Felix Georg Pfeifer (9 November 1871, Leipzig – 6 March 1945, Leipzig) was a German sculptor and medallist.

== Biography ==
Pfeifer was the third son of six children born to the businessman, Friedrich Eduard Pfeifer. From 1890 to 1893, he studied at the Hochschule für Grafik und Buchkunst Leipzig with Melchior zur Straßen, then transferred to the Prussian Academy of Arts in Berlin, where his instructors included Peter Breuer and Ernst Herter. This was followed by a study trip to Rome, where Pfeifer worked with Eugen Diederichs and his associates. After a stay in Paris, he was in Dresden from 1906 to 1911, becoming one of the cofounders of the Künstlervereinigung (Artists' Association). Pfeifer returned to Leipzig at the start of World War I, working as a freelance sculptor.

_Excerpted records_

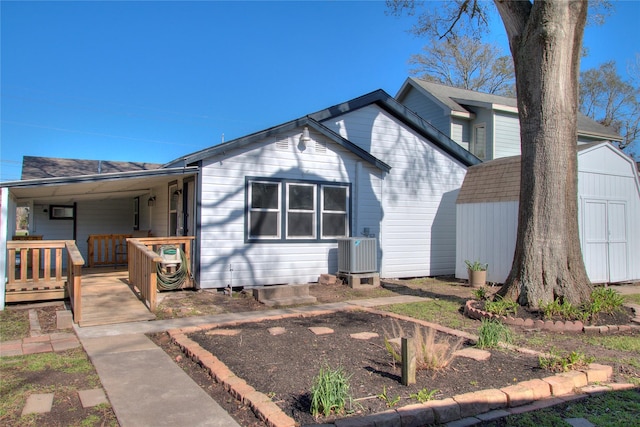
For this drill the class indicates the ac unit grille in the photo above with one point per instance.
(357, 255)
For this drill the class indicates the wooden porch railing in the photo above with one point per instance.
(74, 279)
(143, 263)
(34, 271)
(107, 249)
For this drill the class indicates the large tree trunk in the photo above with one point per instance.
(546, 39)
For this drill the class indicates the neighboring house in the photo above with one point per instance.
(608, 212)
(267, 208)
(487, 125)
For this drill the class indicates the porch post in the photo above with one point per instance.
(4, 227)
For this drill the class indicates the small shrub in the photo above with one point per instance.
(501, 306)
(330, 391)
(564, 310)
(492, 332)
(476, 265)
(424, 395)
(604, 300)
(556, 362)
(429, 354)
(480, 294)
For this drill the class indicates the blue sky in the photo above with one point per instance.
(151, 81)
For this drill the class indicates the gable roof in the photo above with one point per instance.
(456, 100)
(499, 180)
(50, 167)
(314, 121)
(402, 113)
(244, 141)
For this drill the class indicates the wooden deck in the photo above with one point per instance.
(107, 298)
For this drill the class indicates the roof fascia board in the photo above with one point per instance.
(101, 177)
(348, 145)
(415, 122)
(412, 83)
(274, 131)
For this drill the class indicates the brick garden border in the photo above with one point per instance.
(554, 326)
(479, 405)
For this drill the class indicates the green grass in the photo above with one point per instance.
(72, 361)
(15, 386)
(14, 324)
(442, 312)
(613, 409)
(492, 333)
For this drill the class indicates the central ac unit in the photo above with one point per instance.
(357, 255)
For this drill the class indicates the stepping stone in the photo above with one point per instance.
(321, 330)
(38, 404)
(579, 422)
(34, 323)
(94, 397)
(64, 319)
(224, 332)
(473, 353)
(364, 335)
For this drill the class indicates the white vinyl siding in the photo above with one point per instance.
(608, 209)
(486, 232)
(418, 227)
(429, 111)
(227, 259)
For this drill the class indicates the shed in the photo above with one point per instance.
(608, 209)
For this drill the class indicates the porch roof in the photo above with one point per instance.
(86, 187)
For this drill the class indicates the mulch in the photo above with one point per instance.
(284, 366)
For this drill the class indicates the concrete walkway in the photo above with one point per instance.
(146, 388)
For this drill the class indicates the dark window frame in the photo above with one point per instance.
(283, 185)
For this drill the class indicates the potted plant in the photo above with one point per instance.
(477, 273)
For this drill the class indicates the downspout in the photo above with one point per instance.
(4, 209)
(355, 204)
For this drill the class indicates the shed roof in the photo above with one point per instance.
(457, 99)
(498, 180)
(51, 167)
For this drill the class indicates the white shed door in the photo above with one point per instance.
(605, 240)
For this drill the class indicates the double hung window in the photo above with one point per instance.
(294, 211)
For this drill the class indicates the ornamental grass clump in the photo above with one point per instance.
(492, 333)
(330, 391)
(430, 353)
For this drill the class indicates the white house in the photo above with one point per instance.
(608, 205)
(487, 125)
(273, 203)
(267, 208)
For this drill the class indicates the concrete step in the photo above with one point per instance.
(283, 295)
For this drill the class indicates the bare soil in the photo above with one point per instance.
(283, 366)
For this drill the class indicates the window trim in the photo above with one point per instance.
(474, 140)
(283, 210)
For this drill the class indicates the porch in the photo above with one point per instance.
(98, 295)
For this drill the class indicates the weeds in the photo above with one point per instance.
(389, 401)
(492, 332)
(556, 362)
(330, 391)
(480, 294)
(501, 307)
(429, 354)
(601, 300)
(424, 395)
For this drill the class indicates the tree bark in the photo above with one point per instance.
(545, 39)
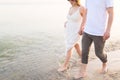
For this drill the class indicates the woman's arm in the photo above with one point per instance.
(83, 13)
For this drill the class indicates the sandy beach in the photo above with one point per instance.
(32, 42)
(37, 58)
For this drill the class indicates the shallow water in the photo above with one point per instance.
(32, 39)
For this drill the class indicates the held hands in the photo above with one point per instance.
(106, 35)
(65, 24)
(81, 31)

==

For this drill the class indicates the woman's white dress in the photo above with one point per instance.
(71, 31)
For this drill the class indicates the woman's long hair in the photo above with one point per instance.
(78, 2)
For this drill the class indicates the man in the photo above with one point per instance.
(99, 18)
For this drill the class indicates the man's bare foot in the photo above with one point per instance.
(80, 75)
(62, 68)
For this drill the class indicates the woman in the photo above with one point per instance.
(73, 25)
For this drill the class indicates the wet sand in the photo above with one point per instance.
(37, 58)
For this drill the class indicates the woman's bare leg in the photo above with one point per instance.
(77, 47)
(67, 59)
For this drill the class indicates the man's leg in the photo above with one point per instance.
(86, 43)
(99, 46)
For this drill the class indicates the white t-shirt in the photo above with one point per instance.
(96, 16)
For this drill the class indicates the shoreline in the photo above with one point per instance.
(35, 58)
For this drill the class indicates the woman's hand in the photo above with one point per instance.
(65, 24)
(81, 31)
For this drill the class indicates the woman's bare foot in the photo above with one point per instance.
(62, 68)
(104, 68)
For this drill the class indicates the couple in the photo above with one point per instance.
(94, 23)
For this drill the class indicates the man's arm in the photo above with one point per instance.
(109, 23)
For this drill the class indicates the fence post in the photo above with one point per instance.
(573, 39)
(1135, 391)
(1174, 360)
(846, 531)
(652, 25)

==

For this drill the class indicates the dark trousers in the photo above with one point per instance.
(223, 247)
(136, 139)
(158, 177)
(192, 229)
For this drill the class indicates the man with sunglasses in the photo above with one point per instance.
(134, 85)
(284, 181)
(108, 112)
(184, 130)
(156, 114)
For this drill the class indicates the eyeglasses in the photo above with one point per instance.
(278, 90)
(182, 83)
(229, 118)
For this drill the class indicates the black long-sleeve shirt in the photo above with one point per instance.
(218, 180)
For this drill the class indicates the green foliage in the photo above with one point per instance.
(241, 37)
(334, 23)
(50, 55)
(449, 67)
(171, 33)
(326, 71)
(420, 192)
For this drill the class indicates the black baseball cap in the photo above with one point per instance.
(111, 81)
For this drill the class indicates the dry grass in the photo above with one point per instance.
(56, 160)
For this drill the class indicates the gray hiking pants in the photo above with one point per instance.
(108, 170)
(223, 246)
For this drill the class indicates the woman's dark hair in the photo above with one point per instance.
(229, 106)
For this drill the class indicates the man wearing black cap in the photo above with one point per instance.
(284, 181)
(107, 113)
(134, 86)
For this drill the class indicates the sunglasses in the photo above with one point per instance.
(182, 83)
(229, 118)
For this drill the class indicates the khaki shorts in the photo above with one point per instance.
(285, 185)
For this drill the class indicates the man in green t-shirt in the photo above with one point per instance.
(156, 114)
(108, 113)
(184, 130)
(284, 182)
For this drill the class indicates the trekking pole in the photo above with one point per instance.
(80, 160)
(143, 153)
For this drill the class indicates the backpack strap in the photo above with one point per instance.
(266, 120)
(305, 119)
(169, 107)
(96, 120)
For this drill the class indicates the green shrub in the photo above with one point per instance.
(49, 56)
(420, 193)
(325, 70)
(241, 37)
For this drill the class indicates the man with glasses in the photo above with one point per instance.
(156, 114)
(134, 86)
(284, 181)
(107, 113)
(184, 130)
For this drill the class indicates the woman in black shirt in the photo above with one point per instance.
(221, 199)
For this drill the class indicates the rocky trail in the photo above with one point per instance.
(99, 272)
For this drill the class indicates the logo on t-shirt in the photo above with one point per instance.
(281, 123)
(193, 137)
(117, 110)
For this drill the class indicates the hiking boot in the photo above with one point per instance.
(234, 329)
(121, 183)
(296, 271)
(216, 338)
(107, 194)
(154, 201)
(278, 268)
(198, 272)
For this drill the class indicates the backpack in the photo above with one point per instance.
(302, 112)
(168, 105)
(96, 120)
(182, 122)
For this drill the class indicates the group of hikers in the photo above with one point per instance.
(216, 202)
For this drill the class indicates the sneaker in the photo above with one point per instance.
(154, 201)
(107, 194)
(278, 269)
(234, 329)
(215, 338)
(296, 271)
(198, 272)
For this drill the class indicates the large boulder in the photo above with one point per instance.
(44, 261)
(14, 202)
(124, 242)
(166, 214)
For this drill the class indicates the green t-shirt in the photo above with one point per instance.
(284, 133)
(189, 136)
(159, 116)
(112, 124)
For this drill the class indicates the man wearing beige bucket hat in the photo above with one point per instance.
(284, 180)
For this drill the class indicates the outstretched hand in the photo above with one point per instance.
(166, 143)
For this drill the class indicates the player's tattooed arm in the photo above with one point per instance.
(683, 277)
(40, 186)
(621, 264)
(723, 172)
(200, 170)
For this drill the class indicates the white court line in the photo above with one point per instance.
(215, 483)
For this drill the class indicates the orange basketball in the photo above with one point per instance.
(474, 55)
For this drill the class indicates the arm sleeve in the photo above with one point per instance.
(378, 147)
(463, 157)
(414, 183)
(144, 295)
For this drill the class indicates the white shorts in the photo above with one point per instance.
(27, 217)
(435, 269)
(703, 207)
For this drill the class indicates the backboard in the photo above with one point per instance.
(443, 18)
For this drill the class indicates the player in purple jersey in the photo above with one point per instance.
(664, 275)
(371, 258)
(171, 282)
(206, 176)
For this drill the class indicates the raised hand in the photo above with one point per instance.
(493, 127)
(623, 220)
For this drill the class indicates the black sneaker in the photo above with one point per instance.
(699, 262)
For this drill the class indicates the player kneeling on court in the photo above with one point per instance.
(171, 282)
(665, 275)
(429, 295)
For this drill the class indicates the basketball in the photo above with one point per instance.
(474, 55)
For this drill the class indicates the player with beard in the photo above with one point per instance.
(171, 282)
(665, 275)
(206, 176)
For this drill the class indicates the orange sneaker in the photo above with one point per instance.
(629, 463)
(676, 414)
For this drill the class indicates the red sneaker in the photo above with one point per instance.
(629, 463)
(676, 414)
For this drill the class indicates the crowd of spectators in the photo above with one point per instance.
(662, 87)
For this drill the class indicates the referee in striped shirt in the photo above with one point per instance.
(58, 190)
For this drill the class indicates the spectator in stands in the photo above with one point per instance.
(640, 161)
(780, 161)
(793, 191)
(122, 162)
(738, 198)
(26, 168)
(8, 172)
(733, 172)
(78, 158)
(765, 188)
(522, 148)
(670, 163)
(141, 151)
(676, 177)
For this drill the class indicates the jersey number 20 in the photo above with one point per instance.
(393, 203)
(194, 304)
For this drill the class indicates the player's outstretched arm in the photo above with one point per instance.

_What you are asked to do_
Answer these about the Felix Georg Pfeifer text:
1. In what city was Pfeifer born?
2. Which two instructors at the Prussian Academy of Arts does the text name?
3. During what years was Pfeifer in Dresden?
Use only the text about Felix Georg Pfeifer and ignore the records.

_Result of the exercise_
1. Leipzig
2. Peter Breuer and Ernst Herter
3. 1906 to 1911